WRITTEN INSTRUCTION ▸
Reproduce the material below word for word. Begin at the line that has "of the parked" and stop after the line that has "265], [86, 265]]", with both of those lines included.

____ DATA PROVIDED

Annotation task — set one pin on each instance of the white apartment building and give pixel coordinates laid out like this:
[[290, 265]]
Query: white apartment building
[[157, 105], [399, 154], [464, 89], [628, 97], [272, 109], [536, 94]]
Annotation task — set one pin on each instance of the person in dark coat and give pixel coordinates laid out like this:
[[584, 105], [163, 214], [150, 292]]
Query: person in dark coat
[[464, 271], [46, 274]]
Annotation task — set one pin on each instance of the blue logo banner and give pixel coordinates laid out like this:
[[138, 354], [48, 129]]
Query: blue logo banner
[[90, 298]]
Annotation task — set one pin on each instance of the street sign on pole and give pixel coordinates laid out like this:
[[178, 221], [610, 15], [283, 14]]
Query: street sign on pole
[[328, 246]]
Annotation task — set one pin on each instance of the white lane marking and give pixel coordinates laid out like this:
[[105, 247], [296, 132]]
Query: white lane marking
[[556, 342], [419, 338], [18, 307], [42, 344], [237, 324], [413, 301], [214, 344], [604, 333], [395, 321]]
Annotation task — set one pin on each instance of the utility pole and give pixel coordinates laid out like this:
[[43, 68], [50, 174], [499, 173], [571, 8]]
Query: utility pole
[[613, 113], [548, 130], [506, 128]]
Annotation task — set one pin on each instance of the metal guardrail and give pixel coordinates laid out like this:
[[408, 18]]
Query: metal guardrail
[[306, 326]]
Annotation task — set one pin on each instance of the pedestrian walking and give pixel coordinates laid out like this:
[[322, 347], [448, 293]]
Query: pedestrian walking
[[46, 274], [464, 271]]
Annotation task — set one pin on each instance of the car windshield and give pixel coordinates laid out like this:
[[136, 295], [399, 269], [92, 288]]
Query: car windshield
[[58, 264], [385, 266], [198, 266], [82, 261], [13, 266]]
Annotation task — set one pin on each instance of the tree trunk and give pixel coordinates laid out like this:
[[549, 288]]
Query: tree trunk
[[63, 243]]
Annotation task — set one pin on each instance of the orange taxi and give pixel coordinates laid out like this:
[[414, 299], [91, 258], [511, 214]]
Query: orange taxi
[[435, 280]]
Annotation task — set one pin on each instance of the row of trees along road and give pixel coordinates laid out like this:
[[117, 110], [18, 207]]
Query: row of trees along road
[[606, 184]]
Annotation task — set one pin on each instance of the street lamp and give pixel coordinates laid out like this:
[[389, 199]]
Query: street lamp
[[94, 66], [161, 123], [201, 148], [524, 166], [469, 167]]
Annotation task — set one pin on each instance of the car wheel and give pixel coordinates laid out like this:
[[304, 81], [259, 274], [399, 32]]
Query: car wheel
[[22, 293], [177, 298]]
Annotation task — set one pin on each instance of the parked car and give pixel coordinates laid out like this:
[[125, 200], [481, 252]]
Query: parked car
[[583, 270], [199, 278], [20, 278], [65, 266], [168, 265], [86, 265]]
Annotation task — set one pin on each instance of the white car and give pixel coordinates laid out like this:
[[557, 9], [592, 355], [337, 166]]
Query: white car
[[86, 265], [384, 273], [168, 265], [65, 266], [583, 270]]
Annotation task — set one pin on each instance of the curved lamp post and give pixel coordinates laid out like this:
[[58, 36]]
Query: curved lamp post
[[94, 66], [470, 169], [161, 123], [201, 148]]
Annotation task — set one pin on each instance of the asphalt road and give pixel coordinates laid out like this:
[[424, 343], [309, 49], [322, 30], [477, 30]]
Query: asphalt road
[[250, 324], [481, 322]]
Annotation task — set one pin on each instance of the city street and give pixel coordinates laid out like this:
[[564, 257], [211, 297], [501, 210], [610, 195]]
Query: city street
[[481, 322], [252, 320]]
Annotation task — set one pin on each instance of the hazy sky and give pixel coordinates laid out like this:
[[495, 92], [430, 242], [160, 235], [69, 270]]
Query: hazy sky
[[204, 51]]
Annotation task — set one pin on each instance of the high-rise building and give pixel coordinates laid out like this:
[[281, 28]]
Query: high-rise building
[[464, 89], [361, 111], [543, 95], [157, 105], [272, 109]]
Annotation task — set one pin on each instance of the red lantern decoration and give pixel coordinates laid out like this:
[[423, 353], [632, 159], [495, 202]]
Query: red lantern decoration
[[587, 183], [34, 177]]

________

THE COMPLETED TASK ▸
Annotation task — set one pin on each instance of the parked car and give pixel coordinates laid out like this:
[[125, 200], [481, 252]]
Query: parked car
[[583, 270], [199, 278], [20, 278], [65, 266], [168, 265], [86, 265]]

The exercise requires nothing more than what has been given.